AIM OF THE EXERCISE
Show all lines below holding the string "this".

THE INPUT
:::
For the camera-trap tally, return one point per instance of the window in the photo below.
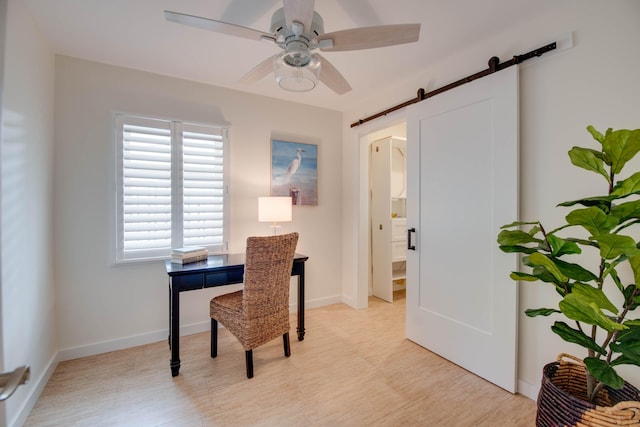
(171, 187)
:::
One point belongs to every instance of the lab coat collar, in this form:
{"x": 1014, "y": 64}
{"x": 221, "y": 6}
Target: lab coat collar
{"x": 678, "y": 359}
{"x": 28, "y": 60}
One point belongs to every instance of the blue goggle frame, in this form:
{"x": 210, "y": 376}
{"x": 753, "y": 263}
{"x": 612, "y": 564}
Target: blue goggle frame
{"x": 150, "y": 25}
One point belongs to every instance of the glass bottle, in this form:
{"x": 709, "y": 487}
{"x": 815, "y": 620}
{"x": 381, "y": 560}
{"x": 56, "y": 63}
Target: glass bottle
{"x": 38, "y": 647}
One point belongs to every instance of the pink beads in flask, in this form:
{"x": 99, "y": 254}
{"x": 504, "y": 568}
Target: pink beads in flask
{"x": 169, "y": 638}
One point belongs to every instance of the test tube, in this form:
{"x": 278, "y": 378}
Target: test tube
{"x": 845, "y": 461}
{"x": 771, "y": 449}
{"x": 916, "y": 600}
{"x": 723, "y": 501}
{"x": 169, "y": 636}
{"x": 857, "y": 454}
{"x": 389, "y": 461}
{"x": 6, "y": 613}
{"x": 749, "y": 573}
:::
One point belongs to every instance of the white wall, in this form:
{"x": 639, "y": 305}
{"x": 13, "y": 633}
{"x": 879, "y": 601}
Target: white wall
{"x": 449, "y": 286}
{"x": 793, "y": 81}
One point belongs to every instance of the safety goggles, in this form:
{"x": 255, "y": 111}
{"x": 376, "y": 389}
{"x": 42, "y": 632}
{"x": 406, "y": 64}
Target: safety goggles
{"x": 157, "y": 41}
:::
COMPLETED EXERCISE
One point belongs to every instance of the lab coat collar, in this form:
One point belongs to every instance of the blue goggle frame, in this form:
One point belongs to every instance of the glass bottle, in this form:
One point belongs to every instance of the pink beads in flask, in this form:
One point belongs to every instance of the test tube, in this form:
One point belongs to every instance of the white wall, in this form:
One point belongs to every instance of the safety goggles, in this form:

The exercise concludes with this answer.